**Problem description**.
How many lines in the entries contain the word "wooden"? Reply with the number alone.

(Photo object pointing records)
╭──

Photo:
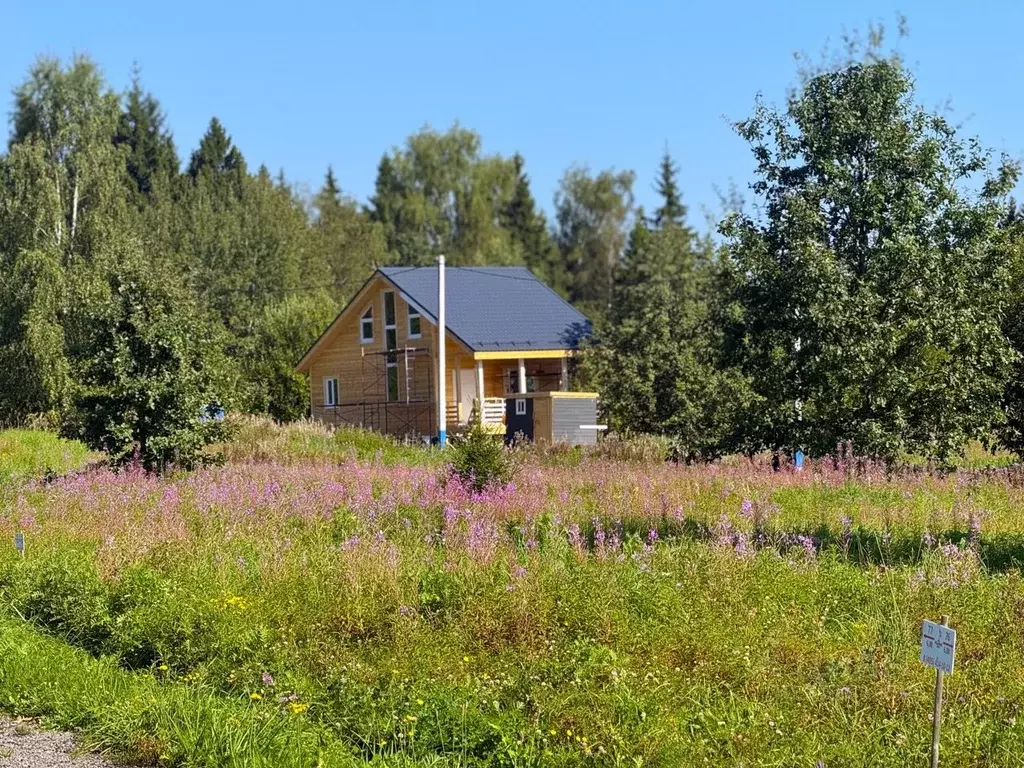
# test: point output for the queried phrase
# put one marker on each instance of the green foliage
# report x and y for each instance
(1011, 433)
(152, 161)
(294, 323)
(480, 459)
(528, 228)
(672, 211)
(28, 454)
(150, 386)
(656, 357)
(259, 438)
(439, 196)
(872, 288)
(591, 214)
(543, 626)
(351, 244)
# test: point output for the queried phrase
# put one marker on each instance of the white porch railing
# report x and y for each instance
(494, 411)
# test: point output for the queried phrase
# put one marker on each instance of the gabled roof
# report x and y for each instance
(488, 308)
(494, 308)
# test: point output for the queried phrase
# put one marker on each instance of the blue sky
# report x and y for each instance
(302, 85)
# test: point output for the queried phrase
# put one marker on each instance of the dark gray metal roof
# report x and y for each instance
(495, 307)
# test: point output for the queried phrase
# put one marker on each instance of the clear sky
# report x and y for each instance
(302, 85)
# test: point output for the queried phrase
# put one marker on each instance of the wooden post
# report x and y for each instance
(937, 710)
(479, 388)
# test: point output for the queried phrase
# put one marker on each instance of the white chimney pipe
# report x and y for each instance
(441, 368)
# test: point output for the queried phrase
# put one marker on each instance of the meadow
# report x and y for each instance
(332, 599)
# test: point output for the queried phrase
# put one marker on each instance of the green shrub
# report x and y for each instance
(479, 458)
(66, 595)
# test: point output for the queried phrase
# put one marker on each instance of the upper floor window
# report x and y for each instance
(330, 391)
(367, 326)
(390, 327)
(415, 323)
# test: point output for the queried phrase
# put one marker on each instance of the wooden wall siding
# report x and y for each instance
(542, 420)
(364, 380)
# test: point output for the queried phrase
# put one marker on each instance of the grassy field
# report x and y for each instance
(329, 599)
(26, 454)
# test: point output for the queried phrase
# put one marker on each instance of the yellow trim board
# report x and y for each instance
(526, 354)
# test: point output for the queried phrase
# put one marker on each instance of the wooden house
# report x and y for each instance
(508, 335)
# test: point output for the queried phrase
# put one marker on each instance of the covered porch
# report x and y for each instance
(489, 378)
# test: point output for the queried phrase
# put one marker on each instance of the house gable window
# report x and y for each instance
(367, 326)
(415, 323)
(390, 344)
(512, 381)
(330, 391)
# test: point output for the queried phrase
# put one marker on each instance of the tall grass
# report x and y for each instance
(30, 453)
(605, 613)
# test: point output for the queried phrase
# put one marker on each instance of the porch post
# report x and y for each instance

╰──

**Output of the task**.
3